◆ INPUT DATA:

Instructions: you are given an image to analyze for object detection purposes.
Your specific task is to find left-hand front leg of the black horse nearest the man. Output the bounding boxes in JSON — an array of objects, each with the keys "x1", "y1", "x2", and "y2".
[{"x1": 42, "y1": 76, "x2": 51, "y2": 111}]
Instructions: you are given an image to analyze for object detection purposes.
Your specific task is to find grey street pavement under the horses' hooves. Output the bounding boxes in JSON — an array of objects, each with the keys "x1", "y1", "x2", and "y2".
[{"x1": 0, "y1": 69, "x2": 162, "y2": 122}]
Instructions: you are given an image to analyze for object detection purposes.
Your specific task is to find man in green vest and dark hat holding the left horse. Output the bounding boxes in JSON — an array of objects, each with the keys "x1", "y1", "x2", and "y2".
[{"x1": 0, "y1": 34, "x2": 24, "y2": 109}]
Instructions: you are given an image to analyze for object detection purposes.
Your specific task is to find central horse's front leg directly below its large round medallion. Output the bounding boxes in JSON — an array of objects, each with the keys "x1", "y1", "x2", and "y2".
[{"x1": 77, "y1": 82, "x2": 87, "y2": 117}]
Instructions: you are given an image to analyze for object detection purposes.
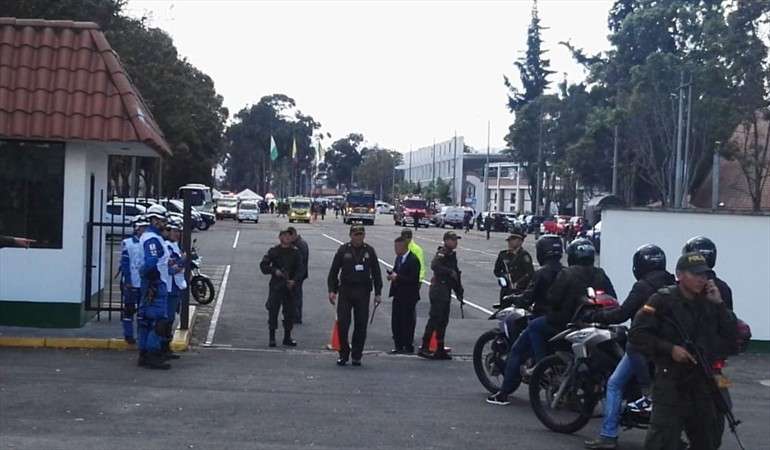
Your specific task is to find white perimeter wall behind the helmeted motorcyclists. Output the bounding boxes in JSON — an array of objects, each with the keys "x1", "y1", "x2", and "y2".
[{"x1": 601, "y1": 209, "x2": 770, "y2": 341}]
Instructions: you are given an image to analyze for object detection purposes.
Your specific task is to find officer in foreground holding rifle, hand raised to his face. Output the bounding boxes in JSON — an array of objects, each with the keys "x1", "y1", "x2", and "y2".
[{"x1": 629, "y1": 252, "x2": 736, "y2": 450}]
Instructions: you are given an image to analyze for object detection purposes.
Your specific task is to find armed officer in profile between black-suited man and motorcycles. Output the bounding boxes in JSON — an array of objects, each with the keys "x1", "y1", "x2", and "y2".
[{"x1": 417, "y1": 231, "x2": 465, "y2": 359}]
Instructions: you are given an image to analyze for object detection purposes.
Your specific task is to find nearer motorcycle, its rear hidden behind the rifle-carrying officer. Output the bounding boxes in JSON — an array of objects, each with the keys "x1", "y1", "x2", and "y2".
[{"x1": 529, "y1": 288, "x2": 650, "y2": 433}]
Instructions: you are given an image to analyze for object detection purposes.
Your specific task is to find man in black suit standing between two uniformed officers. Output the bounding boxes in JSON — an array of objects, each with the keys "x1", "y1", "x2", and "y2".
[{"x1": 388, "y1": 236, "x2": 420, "y2": 354}]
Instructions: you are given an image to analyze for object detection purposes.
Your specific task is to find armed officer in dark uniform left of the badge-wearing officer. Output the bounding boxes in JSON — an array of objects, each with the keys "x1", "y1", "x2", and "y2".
[{"x1": 259, "y1": 230, "x2": 305, "y2": 347}]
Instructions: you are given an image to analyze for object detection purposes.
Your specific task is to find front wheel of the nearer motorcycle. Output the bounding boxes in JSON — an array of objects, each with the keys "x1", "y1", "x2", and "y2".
[{"x1": 529, "y1": 355, "x2": 596, "y2": 434}]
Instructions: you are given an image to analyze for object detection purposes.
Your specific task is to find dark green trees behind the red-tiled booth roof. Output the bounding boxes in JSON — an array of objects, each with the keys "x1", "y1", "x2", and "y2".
[{"x1": 6, "y1": 0, "x2": 228, "y2": 195}]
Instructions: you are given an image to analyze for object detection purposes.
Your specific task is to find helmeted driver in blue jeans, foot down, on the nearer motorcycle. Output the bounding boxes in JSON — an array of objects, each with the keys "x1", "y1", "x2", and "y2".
[{"x1": 585, "y1": 244, "x2": 676, "y2": 449}]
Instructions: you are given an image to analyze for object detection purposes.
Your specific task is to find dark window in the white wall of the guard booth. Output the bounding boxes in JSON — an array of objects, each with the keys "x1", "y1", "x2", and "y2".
[{"x1": 0, "y1": 140, "x2": 64, "y2": 248}]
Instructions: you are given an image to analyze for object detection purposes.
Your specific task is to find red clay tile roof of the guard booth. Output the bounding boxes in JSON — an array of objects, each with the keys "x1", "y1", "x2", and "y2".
[{"x1": 0, "y1": 17, "x2": 171, "y2": 155}]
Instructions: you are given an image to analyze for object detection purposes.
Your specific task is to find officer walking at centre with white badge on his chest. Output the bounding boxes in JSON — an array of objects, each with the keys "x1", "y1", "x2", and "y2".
[{"x1": 327, "y1": 225, "x2": 382, "y2": 366}]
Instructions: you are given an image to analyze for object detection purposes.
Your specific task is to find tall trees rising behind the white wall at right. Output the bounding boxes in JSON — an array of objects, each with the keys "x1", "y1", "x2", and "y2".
[{"x1": 505, "y1": 0, "x2": 770, "y2": 210}]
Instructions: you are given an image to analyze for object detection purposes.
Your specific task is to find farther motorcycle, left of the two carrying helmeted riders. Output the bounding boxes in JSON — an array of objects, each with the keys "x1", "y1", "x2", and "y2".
[{"x1": 473, "y1": 277, "x2": 532, "y2": 394}]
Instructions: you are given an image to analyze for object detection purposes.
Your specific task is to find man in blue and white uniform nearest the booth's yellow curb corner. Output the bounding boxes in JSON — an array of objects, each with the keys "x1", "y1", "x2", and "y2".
[{"x1": 137, "y1": 205, "x2": 171, "y2": 370}]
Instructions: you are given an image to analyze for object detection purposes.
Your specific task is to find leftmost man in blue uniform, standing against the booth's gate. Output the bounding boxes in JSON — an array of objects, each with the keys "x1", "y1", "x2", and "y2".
[{"x1": 120, "y1": 216, "x2": 149, "y2": 345}]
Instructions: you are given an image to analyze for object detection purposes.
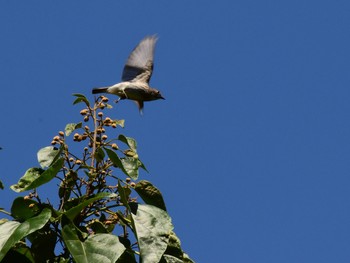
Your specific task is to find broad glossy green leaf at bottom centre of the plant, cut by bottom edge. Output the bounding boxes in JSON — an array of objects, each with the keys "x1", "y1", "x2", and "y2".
[{"x1": 62, "y1": 219, "x2": 125, "y2": 263}]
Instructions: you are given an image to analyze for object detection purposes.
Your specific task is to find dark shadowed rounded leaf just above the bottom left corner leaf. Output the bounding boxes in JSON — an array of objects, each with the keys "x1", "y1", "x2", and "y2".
[{"x1": 11, "y1": 197, "x2": 39, "y2": 222}]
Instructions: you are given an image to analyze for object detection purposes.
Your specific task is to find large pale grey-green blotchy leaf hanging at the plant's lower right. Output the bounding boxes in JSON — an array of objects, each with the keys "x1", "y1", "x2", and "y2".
[{"x1": 129, "y1": 203, "x2": 173, "y2": 262}]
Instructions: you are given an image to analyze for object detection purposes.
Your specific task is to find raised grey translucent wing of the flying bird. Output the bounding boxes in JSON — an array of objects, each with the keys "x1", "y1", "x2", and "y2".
[{"x1": 122, "y1": 36, "x2": 157, "y2": 83}]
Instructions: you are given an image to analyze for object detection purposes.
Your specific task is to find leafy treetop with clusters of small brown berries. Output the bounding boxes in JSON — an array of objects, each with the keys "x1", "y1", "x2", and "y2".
[{"x1": 0, "y1": 94, "x2": 193, "y2": 263}]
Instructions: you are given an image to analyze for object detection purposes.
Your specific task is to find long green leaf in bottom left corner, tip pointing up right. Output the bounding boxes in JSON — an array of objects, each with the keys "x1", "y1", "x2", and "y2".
[{"x1": 0, "y1": 208, "x2": 51, "y2": 261}]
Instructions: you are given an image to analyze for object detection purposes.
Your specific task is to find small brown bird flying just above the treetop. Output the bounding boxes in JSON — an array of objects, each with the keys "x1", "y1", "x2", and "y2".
[{"x1": 92, "y1": 36, "x2": 164, "y2": 113}]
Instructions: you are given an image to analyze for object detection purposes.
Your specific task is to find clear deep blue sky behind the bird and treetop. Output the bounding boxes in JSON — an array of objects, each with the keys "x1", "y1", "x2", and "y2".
[{"x1": 0, "y1": 0, "x2": 350, "y2": 263}]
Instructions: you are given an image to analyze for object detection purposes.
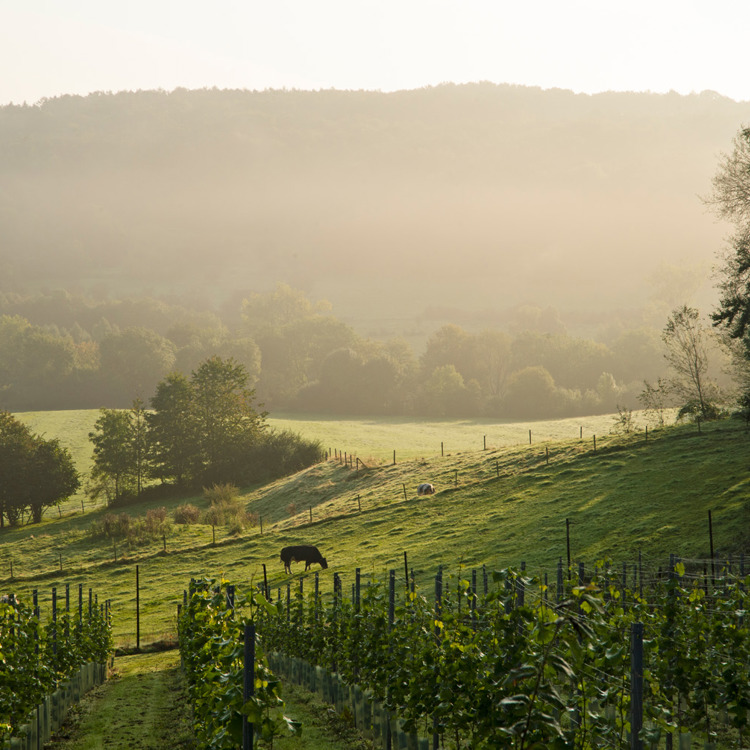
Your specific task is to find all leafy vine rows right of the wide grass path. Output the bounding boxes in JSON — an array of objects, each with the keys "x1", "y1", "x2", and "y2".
[{"x1": 180, "y1": 560, "x2": 750, "y2": 750}]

◆ EXERCISE INSTRUCTIONS:
The lines to be quoted run from the line containing "Your specific task is to find leafy" through the end of the entries above, both included; quote them exactly and leave out any pictures.

◆ RESULT:
Your specific task is to find leafy treetop with clusters of small brown berries. Output the bounding boxes in JSON — an array of objects, each with the keys "x1", "y1", "x2", and "y2".
[{"x1": 0, "y1": 94, "x2": 193, "y2": 263}]
Instructions: you are given an image to analyze for object detection purposes.
Your specific task is to find long green leaf in bottom left corner, tip pointing up right. Output the bounding boxes in JSON — an array of objects, each with the keys "x1", "y1", "x2", and "y2".
[{"x1": 0, "y1": 208, "x2": 51, "y2": 261}]
Instructions: you are given an image to analyze for object detection purposes.
Your specific task is to find small brown bird flying just above the treetop. Output the bounding boxes in JSON — an array of objects, each with the keys "x1", "y1", "x2", and "y2".
[{"x1": 92, "y1": 36, "x2": 164, "y2": 113}]
Instructions: you are given an image to analyze for object detection purposes.
Your specific task is to find clear deep blue sky behind the bird and treetop. Output the bounding boxes in JSON — an array of objects, each with the keys "x1", "y1", "x2", and "y2".
[{"x1": 0, "y1": 0, "x2": 350, "y2": 263}]
Instructions: you are given an image to analyze for object detection purposes.
Your specific task is to find all leafy vine rows right of the wide grass path. Output the bounding boxes in JSON — an array of objects, each with the keys "x1", "y1", "x2", and "y2".
[{"x1": 180, "y1": 560, "x2": 750, "y2": 750}]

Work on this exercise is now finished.